Segment Open

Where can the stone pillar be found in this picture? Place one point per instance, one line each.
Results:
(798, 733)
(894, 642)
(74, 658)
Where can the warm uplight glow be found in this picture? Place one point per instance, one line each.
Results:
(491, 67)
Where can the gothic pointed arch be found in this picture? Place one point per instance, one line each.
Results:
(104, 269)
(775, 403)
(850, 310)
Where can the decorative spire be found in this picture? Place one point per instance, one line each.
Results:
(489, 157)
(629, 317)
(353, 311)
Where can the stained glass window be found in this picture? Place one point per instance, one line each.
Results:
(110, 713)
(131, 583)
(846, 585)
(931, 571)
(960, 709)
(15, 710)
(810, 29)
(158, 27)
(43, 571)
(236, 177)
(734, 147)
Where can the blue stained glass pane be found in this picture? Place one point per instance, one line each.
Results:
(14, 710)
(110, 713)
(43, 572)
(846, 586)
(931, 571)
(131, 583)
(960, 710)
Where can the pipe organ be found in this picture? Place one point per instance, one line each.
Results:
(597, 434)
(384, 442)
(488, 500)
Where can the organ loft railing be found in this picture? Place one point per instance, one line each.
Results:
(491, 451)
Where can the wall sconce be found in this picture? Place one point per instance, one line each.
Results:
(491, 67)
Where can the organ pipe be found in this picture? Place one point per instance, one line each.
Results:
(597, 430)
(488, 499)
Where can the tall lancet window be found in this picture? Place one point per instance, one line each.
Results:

Segment Closed

## What to produce:
An exact copy of the listing above is all the answer should hold.

## Response area:
Where can the stone pillar be found in this picture? Place one point per instance, one line each.
Results:
(798, 733)
(894, 642)
(74, 658)
Where can the warm uplight glow be found in this picture? Place one point per instance, one line each.
Results:
(491, 67)
Where can the gothic pointed arch be found in this picture? Place one point per instance, one line each.
Results:
(104, 269)
(775, 403)
(850, 310)
Where can the decorative spire be found in this picture? Place one point per instance, one line each.
Results:
(489, 157)
(629, 317)
(353, 311)
Where can the stained glass window be found in this picture? Place one point per instance, one line each.
Results:
(110, 713)
(131, 583)
(846, 585)
(931, 571)
(960, 709)
(15, 710)
(810, 29)
(158, 27)
(43, 571)
(236, 177)
(734, 147)
Where can the blue stained glass pane be found in this picture? Place one point per instance, one line each.
Results:
(14, 710)
(110, 713)
(43, 572)
(846, 586)
(931, 571)
(131, 583)
(960, 710)
Where can the pipe organ be found in this picture? Place one point per instance, one line each.
Results:
(597, 434)
(384, 442)
(488, 500)
Where can the organ loft railing be found in this picture? Place one point per instance, one line each.
Results:
(491, 451)
Where can the wall sconce be found in this picture? Place one point per instance, one line each.
Results:
(491, 67)
Where can the organ pipe be found in this picture? Place one point per instance, one line each.
Results:
(597, 430)
(488, 499)
Where can the tall lancet window be found in this picture? Place one point per instance, one line each.
Results:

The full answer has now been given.